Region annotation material

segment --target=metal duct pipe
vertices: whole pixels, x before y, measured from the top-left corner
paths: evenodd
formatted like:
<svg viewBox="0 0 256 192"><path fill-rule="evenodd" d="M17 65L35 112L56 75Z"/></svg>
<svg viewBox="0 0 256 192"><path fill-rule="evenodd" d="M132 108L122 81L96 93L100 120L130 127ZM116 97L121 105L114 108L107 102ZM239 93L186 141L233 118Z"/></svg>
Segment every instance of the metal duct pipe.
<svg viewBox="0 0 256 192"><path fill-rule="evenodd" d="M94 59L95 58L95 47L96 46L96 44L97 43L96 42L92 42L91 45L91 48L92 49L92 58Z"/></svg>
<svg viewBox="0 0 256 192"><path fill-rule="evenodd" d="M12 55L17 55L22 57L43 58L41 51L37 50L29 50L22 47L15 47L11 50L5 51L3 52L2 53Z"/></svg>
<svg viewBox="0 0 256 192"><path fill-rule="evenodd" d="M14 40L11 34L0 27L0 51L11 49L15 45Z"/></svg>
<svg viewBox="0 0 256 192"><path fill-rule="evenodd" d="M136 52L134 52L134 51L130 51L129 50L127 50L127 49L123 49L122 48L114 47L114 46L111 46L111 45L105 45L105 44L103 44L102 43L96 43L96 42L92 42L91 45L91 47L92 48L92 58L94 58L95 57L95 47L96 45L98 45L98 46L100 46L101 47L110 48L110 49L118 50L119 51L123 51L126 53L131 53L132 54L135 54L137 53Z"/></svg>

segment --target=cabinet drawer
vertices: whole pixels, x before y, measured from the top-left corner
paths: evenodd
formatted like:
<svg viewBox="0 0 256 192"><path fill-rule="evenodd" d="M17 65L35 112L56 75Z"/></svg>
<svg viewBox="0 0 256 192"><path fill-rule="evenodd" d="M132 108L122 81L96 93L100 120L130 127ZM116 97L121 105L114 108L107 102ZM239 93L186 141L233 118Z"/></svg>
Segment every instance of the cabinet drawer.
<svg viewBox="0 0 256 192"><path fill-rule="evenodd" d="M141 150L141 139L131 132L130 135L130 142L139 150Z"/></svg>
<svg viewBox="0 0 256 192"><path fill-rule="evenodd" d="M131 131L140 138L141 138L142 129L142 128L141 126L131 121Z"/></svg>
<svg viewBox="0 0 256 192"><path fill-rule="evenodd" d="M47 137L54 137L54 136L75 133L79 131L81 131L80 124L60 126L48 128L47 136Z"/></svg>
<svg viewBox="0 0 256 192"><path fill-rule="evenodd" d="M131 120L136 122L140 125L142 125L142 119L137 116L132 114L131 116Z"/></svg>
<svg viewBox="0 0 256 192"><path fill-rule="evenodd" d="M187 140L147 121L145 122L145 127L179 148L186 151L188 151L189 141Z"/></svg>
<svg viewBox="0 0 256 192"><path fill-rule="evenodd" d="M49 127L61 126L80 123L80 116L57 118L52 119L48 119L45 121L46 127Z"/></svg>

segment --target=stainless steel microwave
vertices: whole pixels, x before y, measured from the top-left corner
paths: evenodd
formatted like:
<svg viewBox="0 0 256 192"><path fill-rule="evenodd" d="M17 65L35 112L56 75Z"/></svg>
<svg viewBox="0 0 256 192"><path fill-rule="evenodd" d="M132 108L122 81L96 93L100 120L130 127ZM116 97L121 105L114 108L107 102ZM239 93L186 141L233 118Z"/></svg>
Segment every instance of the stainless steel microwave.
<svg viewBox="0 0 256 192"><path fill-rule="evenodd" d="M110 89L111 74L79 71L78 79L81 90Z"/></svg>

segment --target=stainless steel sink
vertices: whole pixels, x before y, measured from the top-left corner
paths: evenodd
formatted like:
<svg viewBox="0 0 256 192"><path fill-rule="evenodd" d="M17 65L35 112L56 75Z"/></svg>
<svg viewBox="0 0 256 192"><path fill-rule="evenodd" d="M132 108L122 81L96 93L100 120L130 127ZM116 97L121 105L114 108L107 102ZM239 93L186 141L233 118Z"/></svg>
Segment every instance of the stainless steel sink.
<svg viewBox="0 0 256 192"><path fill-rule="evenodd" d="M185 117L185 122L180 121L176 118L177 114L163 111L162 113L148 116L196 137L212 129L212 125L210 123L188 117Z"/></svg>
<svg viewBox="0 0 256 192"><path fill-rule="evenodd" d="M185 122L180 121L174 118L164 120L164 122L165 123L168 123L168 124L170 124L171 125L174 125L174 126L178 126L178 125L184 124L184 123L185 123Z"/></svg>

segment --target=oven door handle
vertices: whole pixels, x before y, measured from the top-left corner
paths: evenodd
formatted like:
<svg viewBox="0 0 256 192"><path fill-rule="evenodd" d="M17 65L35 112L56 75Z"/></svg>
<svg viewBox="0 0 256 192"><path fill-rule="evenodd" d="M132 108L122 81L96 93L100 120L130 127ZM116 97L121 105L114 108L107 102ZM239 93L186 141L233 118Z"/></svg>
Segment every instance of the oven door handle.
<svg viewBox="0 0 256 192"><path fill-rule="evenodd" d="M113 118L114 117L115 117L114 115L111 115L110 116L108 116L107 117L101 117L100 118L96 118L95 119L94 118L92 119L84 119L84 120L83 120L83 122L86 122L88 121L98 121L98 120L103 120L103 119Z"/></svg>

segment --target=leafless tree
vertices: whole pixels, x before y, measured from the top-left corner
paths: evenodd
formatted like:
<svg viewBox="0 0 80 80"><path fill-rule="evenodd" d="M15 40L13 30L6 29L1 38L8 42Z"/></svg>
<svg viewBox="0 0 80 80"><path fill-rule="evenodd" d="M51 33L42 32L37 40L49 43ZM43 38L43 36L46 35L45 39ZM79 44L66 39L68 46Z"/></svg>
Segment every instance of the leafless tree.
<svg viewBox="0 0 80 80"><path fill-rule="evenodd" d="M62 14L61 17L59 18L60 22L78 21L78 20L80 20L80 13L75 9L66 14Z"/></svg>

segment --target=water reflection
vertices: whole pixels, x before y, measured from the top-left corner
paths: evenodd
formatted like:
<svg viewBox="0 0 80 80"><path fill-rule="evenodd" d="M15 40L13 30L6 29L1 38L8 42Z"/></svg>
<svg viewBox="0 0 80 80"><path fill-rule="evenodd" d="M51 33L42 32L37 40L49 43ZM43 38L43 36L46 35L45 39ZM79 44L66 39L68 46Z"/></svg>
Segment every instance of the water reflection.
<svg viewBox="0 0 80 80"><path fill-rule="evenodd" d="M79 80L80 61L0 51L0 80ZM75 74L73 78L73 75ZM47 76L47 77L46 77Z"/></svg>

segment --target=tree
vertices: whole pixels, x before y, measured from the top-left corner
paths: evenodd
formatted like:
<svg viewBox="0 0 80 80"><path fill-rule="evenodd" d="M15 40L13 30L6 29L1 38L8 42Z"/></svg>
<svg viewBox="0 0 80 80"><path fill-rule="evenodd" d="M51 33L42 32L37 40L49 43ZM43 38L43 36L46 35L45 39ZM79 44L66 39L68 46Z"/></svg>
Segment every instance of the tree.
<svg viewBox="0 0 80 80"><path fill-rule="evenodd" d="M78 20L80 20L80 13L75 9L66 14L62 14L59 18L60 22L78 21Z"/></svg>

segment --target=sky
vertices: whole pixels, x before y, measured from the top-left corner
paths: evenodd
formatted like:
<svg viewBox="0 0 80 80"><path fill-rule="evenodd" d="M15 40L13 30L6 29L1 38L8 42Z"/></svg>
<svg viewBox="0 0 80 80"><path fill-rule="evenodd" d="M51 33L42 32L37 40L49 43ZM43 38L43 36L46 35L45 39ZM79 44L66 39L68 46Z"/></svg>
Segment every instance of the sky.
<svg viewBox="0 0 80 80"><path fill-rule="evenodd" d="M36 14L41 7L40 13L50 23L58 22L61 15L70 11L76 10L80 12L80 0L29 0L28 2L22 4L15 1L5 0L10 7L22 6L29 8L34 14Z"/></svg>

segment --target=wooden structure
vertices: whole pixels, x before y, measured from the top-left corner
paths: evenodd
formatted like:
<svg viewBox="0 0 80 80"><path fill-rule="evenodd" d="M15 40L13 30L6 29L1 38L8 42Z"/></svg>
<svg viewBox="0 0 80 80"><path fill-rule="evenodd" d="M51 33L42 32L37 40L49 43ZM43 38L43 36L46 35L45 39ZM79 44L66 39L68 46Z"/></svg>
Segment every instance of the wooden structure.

→ What is needed
Output as a numbered list the part of the material that opens with the line containing "segment --target=tree" and closes with the line containing "13L75 9L66 14L62", leaving out blank lines.

→ Task response
1. segment --target=tree
2. vertices: whole pixels, x before y, measured from the top-left corner
3. paths: evenodd
4. formatted like:
5. <svg viewBox="0 0 80 80"><path fill-rule="evenodd" d="M15 40L13 30L6 29L1 38L8 42Z"/></svg>
6. <svg viewBox="0 0 80 80"><path fill-rule="evenodd" d="M51 33L42 32L37 40L49 43ZM43 38L43 36L46 35L45 39ZM79 44L66 39L68 46Z"/></svg>
7. Segment every instance of the tree.
8. <svg viewBox="0 0 80 80"><path fill-rule="evenodd" d="M78 20L80 20L80 13L75 9L66 14L62 14L59 18L60 22L78 21Z"/></svg>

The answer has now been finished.